BRIEF: Pull out the text of every item below and repeat each line word for word, leaving out the picture.

SOURCE DATA:
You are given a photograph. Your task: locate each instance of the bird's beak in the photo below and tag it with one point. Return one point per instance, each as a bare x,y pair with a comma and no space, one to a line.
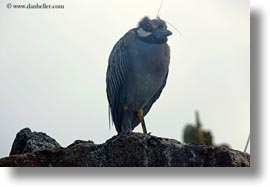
162,33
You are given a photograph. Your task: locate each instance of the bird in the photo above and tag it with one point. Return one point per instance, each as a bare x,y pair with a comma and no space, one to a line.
137,72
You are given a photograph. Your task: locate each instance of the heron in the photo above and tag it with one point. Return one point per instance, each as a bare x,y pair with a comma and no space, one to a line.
137,72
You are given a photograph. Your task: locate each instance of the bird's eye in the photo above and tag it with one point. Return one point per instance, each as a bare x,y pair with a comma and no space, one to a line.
143,33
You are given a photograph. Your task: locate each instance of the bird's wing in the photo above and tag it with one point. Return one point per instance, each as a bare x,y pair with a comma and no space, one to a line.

WRITTEN ANSWER:
You are given a photograph. Your task: locate each instance of the bird's beak in the photo below and tag it with one point. Return one point per instance, each as a bare x,y pair with a comma and no space, one to a line.
162,33
You are given a photograph. Your task: locate each instance of the bird in the photo above and tag it with one point. Return one point per instance, each as a bare x,y pair with a comma and no space, one to a line.
137,72
You are given a photograph. Your task: locate each instance of the heron in the photo above and tag it with one point. Return one point per instance, each as a bare x,y pair with a comma and no space, one to a line.
137,72
You are given a photograph. Your task: locate each instance of the bird's eye in the photo above and tag it with one point. Return one point per instance, each as a bare x,y pair with a comma and no space, one to a line.
143,33
You are given a photograph. Your task: locate each instance of the bird's wing in the photo above and tag it with one point. Return one point per instance, each as a bare x,y pair with a comma and no space, one to a line.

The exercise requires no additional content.